In the excerpt on authority, who is named as the most eminent representative of the true authority in 48?

Excerpt to read:
START

A dictatorial committee composed of workers is certainly the thing one could find most inflated with self-importance and nullity and, consequently, the most anti-revolutionary. If one could take seriously the notion of public safety, it is first and in every occasion to unseat the workers from all governmental authority, and then and always to oust as much as possible from society governmental authority itself. (Better for power to have suspected enemies than doubtful friends.)
Official or legal authority, by whatever name one decorates it, is always false and harmful. Only natural or anarchic authority is true and beneficial.
Who had authority in fact and in law, in 48? Was it the provisional government, the executive commission, Cavaignac or Bonaparte? None of the above. For, if they had violent force in hand, they were themselves only instruments, the meshed gears of the reaction; thus, they were not motors, but machines. All the governmental authorities, even the most autocratic, are only that. They function at the will of a faction and in the service of that faction, except for the accidents of intrigues, and the explosions of compromised ambition. The true authority in 48, the authority of universal safety cannot be thus not in the government, but, as always, outside the government, in individual initiative: Proudhon was its most eminent representative (among the people, I mean, not in the Chamber). It was in him that was personified the revolutionary agitation of the masses. And for that representation, he had no need of legalized title or mandate. His sole title came to him from his work, his science, his genius. His mandate, he did not hold it from another, from the arbitrary suffrages of brute force, but from itself alone, from conscience/consciousness and from the spontaneity of his intellectual force. Natural and anarchic authority had any share of influence to which it was entitled. And that is an authority which has only to make de prétoriens, for it is the dictatorship of the Intelligence: it stirs and it invigorates. Its mission is not to garrotter or to shorten men, but to but to grow them all the height of the head, but to develop in all of them the force of expansion of their mental nature. It does not produce, like the other, slaves in the name of public liberty, it destroys slavery in the name of private authority. It does not impose itself on the plebs by crenellating itself in a palace, by armoring itself with iron mail, by riding among its archers, like the feudal barons; — it is asserted in the people, as stars become apparent in the firmament, by shining on its satellites!!
What greater power would Proudhon have had being a governor? Not only would he have not had more of it, but he would have had much less, supposing even that he could have preserved in power his revolutionary passions. His power coming to his from his brain, all that which would have been of a nature to impede the labor of his brain would have been an attack on his power. If he had been a dictator, in boots and spurs, armed from head to toe, invested with the suzerain sash and cockade, he would have lost to politicking with his entourage all the time that he employed to socialize the masses. He would have made reaction instead of revolution. See instead the chatelaine of the Luxembourg, Louis Blanc, perhaps the best-intentioned in all the provisional government, and yet the most perfidious, the one who has delivered the sermonized workers to the armed bourgeois; he has done all the preachers in vestments or authoritarian badges have done, preached Christian charity to the poor in order to save the rich.

END

Dataset extract:
START

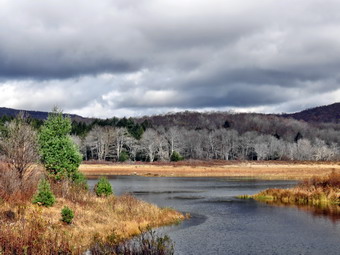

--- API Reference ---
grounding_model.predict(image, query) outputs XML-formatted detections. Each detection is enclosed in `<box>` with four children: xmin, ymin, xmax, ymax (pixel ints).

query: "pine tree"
<box><xmin>39</xmin><ymin>108</ymin><xmax>82</xmax><ymax>180</ymax></box>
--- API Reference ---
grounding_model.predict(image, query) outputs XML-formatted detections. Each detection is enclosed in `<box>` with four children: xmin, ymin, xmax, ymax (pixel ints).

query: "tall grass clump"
<box><xmin>94</xmin><ymin>177</ymin><xmax>113</xmax><ymax>197</ymax></box>
<box><xmin>90</xmin><ymin>229</ymin><xmax>174</xmax><ymax>255</ymax></box>
<box><xmin>61</xmin><ymin>206</ymin><xmax>74</xmax><ymax>224</ymax></box>
<box><xmin>32</xmin><ymin>179</ymin><xmax>55</xmax><ymax>207</ymax></box>
<box><xmin>253</xmin><ymin>171</ymin><xmax>340</xmax><ymax>206</ymax></box>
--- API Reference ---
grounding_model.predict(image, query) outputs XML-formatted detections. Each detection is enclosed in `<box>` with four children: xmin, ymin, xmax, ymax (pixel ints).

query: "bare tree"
<box><xmin>0</xmin><ymin>114</ymin><xmax>38</xmax><ymax>179</ymax></box>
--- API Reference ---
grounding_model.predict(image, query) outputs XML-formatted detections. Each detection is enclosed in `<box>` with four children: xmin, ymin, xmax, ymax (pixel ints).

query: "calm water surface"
<box><xmin>89</xmin><ymin>176</ymin><xmax>340</xmax><ymax>255</ymax></box>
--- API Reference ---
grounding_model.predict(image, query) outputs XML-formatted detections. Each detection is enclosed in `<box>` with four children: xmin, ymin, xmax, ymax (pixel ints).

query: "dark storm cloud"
<box><xmin>0</xmin><ymin>0</ymin><xmax>340</xmax><ymax>117</ymax></box>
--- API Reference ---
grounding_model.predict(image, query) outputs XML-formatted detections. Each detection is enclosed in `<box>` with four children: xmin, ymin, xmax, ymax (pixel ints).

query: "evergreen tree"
<box><xmin>39</xmin><ymin>108</ymin><xmax>82</xmax><ymax>181</ymax></box>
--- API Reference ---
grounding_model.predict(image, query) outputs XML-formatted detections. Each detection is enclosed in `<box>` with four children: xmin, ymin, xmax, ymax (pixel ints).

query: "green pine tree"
<box><xmin>39</xmin><ymin>108</ymin><xmax>82</xmax><ymax>181</ymax></box>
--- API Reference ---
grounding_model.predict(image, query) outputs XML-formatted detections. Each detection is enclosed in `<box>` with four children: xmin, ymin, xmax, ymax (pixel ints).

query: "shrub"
<box><xmin>61</xmin><ymin>206</ymin><xmax>74</xmax><ymax>224</ymax></box>
<box><xmin>170</xmin><ymin>151</ymin><xmax>184</xmax><ymax>162</ymax></box>
<box><xmin>118</xmin><ymin>151</ymin><xmax>129</xmax><ymax>162</ymax></box>
<box><xmin>33</xmin><ymin>179</ymin><xmax>55</xmax><ymax>207</ymax></box>
<box><xmin>94</xmin><ymin>177</ymin><xmax>113</xmax><ymax>197</ymax></box>
<box><xmin>72</xmin><ymin>171</ymin><xmax>89</xmax><ymax>190</ymax></box>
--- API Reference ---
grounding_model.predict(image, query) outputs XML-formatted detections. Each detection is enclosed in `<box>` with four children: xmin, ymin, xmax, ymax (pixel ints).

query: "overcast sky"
<box><xmin>0</xmin><ymin>0</ymin><xmax>340</xmax><ymax>117</ymax></box>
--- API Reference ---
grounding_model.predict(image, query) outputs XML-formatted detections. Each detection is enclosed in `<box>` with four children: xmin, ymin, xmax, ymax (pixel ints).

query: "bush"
<box><xmin>170</xmin><ymin>151</ymin><xmax>184</xmax><ymax>162</ymax></box>
<box><xmin>72</xmin><ymin>171</ymin><xmax>89</xmax><ymax>190</ymax></box>
<box><xmin>33</xmin><ymin>179</ymin><xmax>55</xmax><ymax>207</ymax></box>
<box><xmin>61</xmin><ymin>206</ymin><xmax>74</xmax><ymax>224</ymax></box>
<box><xmin>118</xmin><ymin>151</ymin><xmax>129</xmax><ymax>162</ymax></box>
<box><xmin>94</xmin><ymin>177</ymin><xmax>113</xmax><ymax>197</ymax></box>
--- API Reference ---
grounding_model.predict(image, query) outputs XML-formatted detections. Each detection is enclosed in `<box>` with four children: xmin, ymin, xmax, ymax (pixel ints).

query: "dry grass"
<box><xmin>80</xmin><ymin>161</ymin><xmax>340</xmax><ymax>180</ymax></box>
<box><xmin>239</xmin><ymin>171</ymin><xmax>340</xmax><ymax>221</ymax></box>
<box><xmin>0</xmin><ymin>162</ymin><xmax>43</xmax><ymax>203</ymax></box>
<box><xmin>253</xmin><ymin>171</ymin><xmax>340</xmax><ymax>205</ymax></box>
<box><xmin>0</xmin><ymin>184</ymin><xmax>184</xmax><ymax>254</ymax></box>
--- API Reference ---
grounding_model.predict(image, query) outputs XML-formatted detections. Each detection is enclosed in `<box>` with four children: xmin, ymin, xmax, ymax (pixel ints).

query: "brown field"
<box><xmin>0</xmin><ymin>184</ymin><xmax>185</xmax><ymax>255</ymax></box>
<box><xmin>80</xmin><ymin>161</ymin><xmax>340</xmax><ymax>180</ymax></box>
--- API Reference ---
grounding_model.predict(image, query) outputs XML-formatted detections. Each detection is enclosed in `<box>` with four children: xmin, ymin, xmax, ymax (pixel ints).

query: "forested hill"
<box><xmin>282</xmin><ymin>103</ymin><xmax>340</xmax><ymax>123</ymax></box>
<box><xmin>136</xmin><ymin>103</ymin><xmax>340</xmax><ymax>129</ymax></box>
<box><xmin>0</xmin><ymin>107</ymin><xmax>91</xmax><ymax>122</ymax></box>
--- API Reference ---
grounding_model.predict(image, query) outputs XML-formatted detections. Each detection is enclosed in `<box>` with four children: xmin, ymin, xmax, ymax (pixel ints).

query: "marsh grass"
<box><xmin>238</xmin><ymin>171</ymin><xmax>340</xmax><ymax>221</ymax></box>
<box><xmin>0</xmin><ymin>177</ymin><xmax>184</xmax><ymax>255</ymax></box>
<box><xmin>253</xmin><ymin>171</ymin><xmax>340</xmax><ymax>205</ymax></box>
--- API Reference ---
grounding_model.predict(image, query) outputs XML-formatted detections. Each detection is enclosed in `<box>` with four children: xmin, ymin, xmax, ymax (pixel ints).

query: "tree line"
<box><xmin>0</xmin><ymin>112</ymin><xmax>340</xmax><ymax>162</ymax></box>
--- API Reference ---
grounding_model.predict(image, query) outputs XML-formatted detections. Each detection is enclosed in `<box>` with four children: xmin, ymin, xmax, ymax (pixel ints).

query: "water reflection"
<box><xmin>89</xmin><ymin>176</ymin><xmax>340</xmax><ymax>255</ymax></box>
<box><xmin>260</xmin><ymin>201</ymin><xmax>340</xmax><ymax>223</ymax></box>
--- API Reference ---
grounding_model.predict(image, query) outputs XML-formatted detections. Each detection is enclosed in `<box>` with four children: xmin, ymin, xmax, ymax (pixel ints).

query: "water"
<box><xmin>89</xmin><ymin>176</ymin><xmax>340</xmax><ymax>255</ymax></box>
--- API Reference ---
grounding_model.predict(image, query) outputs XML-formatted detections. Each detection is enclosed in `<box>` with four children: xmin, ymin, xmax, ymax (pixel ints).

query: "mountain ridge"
<box><xmin>0</xmin><ymin>102</ymin><xmax>340</xmax><ymax>125</ymax></box>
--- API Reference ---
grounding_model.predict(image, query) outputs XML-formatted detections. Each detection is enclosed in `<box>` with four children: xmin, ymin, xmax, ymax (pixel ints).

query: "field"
<box><xmin>80</xmin><ymin>161</ymin><xmax>340</xmax><ymax>180</ymax></box>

END

Task solution:
Proudhon